The meeting was opened by President-Elect Jim Schmidt with Pam Cohen leading the Pledge of Allegiance and Immanuel Beeson offering the invocation.  PE Jim thanked Polly Schumacher for serving as greeter.
PE Jim and Past President, Allan Cady had both attended President-Elect Training Seminar (PETS) March 1-2.  Allan was being trained for the Assistant Governor role he will assume July 1. It was noted that Allan sometimes talks to himself - he needs expert adivse.
  • Allan Cady brought members up-to-date on progress of the Mesa West Foundation sponsorship program.  Over $30,000 has been collected.  With pledges, nearly $31,500 has been raised - over 3/4 of our $40,000 goal.  Dan Coons' Team Ribeye is currently ahead.  Dan offered anyone who wanted to join his team a buy-in price of $100.
  • Pam Cohen has a time share in Flagstaff.  It is reserved for her use March 31 through April 7.  April 5, 6, and 7, our exchange student, Caio will be hosted by Pam for the weekend, but March 31 through April 4 is available.  Pam offered Mesa West members the opportunity to use her time share during those days in exchange for the member making a donation to our sponsorship program.  If you are interested, CLICK HERE to send Pam an e-mail.
  • Don LaBarge provided a lesson in school zone traffic rules.  There is no passing in a school zone.  If the car next to you is going four miles-per-hour, you cannot go past them even if the speed limit is fifteen miles-per-hour.  If that car stops, you have to stop, too.  School zones are different than regular crosswalks.  The other car may be going slow or stopping because they can see a child you cannot see.

**Information given:**
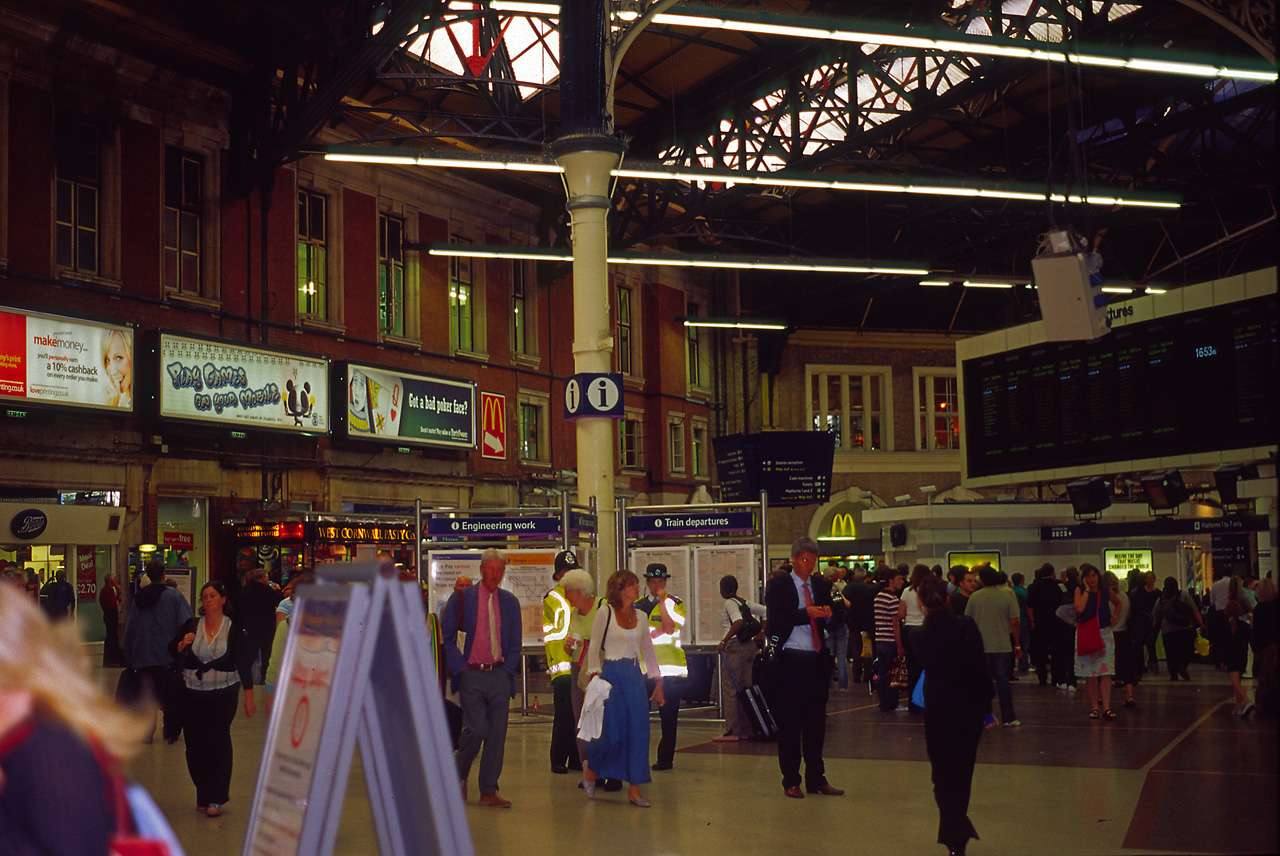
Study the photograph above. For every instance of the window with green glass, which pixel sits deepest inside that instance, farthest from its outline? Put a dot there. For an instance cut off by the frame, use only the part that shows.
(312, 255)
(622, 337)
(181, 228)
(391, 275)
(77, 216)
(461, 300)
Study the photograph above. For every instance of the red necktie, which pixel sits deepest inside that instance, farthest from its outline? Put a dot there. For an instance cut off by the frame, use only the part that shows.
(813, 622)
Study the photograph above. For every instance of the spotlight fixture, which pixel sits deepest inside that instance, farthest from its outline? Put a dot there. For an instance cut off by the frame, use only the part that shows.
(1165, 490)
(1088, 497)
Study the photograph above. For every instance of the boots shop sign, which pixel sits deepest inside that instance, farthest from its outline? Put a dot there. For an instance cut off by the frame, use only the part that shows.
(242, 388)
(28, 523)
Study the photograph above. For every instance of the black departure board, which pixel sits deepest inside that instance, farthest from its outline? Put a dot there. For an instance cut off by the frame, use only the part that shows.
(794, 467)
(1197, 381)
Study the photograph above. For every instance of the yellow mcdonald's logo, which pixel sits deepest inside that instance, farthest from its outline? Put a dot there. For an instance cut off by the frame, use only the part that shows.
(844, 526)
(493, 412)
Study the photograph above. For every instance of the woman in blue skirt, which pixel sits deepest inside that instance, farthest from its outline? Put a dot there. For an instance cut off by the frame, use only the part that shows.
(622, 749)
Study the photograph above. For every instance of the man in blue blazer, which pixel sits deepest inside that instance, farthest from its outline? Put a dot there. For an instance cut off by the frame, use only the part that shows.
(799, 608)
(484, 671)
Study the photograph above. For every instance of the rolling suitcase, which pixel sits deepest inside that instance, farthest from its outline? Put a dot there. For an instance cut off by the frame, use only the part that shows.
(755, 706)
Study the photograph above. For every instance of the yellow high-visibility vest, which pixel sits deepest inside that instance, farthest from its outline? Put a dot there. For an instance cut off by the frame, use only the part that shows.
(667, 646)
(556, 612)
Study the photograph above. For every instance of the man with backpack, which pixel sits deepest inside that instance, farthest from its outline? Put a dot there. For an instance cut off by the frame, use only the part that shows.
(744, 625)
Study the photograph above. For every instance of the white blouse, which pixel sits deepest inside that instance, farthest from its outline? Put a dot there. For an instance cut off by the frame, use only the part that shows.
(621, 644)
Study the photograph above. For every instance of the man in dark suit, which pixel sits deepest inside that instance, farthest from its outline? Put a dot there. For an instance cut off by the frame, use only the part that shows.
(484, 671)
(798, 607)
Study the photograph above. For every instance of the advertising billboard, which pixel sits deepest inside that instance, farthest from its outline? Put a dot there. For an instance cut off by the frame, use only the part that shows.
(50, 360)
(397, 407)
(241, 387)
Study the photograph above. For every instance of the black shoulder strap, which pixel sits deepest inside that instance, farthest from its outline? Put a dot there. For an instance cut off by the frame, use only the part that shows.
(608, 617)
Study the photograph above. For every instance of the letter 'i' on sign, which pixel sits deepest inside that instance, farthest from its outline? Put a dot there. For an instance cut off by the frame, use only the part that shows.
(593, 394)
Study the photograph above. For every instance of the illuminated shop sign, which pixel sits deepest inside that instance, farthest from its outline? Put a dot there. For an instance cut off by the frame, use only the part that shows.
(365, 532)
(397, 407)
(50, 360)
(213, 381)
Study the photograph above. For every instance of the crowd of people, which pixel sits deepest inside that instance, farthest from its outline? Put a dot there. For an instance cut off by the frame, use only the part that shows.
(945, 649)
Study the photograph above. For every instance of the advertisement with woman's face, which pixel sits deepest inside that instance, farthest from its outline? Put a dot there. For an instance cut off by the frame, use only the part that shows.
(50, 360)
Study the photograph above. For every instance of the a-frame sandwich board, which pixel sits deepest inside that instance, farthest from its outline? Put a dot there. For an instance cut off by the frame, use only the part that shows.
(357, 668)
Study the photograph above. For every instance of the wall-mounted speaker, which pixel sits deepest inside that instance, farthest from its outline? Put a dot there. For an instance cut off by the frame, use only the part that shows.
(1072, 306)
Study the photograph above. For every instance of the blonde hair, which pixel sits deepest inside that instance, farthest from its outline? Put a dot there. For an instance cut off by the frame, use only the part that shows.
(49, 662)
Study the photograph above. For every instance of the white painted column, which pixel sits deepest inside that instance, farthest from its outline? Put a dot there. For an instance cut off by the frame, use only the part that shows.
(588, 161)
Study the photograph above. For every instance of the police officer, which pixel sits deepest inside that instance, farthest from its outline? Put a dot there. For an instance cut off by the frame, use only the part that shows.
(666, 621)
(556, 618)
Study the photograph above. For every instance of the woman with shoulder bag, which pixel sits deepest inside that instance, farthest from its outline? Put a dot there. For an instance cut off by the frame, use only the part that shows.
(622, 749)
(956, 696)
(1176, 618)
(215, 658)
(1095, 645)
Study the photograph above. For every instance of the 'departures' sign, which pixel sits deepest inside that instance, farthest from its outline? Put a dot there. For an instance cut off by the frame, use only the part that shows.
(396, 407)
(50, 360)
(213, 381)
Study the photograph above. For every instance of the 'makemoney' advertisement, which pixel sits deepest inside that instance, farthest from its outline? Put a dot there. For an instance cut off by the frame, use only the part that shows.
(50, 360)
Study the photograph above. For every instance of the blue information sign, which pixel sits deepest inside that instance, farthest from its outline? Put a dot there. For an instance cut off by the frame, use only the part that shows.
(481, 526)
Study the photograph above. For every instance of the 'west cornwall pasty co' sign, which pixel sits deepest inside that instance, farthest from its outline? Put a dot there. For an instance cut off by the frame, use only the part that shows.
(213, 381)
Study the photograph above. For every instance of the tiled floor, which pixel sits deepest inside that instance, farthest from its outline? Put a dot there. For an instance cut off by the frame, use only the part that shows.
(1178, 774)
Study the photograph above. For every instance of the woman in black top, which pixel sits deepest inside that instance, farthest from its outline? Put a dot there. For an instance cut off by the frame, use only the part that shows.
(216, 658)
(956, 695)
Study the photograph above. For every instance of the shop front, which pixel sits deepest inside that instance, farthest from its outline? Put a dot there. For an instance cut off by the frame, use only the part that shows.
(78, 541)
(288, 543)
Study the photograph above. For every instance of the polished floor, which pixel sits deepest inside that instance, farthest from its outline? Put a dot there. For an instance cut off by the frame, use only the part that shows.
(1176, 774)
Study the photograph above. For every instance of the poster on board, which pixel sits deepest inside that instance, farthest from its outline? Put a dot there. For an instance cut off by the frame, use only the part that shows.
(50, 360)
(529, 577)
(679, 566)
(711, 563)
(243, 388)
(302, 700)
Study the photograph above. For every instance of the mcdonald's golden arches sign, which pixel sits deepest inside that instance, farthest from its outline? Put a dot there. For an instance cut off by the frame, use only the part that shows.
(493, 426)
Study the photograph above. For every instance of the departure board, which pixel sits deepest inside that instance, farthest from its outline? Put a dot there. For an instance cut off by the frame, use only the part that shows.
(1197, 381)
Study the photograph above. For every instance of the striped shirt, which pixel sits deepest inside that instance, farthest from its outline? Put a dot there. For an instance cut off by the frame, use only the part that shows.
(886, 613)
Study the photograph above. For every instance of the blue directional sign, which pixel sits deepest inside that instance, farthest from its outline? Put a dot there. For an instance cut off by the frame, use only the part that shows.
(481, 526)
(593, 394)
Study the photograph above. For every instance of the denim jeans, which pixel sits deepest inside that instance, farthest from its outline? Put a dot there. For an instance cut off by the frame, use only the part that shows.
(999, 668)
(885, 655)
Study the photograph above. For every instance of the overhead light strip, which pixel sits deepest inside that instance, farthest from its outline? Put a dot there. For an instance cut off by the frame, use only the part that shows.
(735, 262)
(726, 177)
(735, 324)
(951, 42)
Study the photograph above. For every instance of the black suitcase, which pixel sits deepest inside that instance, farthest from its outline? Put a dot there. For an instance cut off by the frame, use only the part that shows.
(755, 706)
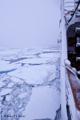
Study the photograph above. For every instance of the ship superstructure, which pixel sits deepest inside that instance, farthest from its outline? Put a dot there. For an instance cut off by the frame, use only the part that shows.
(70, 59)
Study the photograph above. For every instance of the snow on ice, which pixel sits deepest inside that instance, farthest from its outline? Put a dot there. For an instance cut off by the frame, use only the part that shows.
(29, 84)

**Set exercise:** Quote the meeting notes verbatim, from "The meeting was" up to and including "price of $100.".

**Worked solution:**
The meeting was opened by President-Elect Jim Schmidt with Pam Cohen leading the Pledge of Allegiance and Immanuel Beeson offering the invocation.  PE Jim thanked Polly Schumacher for serving as greeter.
PE Jim and Past President, Allan Cady had both attended President-Elect Training Seminar (PETS) March 1-2.  Allan was being trained for the Assistant Governor role he will assume July 1. It was noted that Allan sometimes talks to himself - he needs expert adivse.
  • Allan Cady brought members up-to-date on progress of the Mesa West Foundation sponsorship program.  Over $30,000 has been collected.  With pledges, nearly $31,500 has been raised - over 3/4 of our $40,000 goal.  Dan Coons' Team Ribeye is currently ahead.  Dan offered anyone who wanted to join his team a buy-in price of $100.